▶ _Enunciado del ejercicio_: Extrae todas las líneas de los registros que contienen la cadena "field". Ten en cuenta que se distinguen mayúsculas y minúsculas.

━━━ Datos proporcionados ━━━

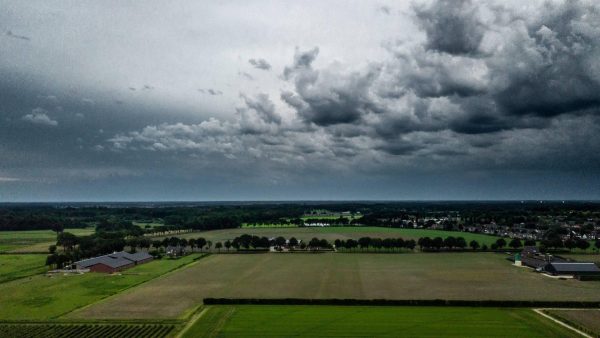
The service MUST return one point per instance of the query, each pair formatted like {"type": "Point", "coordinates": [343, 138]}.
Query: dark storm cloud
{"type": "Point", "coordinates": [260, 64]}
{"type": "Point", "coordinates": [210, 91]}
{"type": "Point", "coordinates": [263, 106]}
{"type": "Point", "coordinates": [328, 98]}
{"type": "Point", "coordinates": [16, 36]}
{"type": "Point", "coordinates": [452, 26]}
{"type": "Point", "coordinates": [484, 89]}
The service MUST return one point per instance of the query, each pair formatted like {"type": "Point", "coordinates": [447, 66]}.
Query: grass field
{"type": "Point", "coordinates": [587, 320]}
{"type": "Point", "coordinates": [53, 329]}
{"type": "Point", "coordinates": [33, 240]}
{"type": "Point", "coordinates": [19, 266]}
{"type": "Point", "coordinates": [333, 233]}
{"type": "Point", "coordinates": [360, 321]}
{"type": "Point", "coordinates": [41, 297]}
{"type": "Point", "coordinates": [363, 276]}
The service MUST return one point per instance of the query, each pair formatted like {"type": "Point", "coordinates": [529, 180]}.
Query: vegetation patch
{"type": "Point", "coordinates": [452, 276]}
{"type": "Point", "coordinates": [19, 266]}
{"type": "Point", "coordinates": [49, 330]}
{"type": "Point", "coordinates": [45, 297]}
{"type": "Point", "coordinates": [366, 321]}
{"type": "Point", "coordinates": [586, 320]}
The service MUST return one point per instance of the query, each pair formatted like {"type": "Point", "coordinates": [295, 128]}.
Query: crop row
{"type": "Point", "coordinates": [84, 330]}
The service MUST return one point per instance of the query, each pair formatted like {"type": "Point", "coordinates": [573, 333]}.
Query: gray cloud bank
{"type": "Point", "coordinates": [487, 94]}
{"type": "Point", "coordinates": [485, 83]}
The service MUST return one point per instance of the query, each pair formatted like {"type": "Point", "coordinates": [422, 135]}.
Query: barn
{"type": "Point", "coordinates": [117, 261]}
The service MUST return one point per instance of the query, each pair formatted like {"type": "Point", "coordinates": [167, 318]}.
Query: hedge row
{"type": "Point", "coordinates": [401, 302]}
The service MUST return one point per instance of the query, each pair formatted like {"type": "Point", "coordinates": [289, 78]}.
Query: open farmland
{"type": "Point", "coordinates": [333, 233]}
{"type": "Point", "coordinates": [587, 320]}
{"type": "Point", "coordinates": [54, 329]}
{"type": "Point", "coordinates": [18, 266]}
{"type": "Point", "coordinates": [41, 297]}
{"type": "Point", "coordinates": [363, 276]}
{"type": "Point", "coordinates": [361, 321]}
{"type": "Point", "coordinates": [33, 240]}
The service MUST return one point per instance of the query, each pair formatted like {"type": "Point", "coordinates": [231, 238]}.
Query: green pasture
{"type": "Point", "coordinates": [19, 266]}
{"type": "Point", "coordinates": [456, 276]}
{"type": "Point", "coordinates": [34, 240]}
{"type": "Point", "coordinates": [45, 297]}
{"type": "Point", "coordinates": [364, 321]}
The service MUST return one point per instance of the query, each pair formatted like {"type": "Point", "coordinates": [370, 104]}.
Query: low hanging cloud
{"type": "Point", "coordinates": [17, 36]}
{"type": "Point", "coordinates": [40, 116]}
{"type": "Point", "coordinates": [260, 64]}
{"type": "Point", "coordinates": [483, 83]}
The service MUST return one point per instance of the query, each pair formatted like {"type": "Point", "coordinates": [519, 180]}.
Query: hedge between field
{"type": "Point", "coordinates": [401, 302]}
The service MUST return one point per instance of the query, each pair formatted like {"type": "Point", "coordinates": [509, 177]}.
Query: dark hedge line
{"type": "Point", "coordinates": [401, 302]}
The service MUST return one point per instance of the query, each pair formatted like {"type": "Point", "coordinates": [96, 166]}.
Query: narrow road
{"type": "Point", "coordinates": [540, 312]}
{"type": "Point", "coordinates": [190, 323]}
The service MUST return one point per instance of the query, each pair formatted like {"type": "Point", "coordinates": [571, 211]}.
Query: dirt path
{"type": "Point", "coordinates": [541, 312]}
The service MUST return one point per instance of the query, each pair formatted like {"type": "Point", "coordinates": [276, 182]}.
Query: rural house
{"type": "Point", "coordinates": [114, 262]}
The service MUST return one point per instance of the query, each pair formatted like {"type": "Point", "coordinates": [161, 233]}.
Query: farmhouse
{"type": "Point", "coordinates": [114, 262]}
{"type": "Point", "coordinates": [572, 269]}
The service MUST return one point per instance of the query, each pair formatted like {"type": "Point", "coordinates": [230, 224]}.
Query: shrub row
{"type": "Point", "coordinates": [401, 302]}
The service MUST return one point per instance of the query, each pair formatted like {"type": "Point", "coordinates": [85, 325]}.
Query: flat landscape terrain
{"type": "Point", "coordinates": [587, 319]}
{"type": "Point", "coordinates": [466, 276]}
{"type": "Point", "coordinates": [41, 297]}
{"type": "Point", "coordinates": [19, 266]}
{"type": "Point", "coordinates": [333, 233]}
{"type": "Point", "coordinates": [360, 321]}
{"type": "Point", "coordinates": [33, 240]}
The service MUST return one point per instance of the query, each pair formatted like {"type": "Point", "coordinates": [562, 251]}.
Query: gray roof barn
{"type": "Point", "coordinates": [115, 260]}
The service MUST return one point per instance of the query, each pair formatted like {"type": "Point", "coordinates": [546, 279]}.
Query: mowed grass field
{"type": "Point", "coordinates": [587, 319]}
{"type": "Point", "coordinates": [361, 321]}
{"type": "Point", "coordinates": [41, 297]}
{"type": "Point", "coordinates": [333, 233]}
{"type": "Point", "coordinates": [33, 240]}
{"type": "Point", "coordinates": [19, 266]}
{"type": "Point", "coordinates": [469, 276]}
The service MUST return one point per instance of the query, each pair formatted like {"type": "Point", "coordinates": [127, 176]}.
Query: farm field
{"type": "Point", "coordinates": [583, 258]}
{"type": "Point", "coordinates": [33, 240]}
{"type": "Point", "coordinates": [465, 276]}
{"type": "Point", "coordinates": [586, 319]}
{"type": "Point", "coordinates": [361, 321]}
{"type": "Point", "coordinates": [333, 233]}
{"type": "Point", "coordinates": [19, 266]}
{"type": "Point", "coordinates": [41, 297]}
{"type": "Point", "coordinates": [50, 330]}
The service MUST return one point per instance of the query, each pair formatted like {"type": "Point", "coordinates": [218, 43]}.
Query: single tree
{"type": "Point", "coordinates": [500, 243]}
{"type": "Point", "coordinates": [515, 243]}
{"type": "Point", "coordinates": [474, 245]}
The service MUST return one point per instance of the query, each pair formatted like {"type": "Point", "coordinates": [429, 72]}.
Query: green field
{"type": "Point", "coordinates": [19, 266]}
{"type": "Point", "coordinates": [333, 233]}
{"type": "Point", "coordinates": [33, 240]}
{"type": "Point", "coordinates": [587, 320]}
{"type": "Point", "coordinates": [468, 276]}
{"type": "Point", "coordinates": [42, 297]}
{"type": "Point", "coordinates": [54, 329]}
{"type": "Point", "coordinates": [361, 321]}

━━━

▶ _Resultado obtenido_:
Query: grass field
Query: hedge between field
Query: mowed grass field
Query: farm field
Query: green field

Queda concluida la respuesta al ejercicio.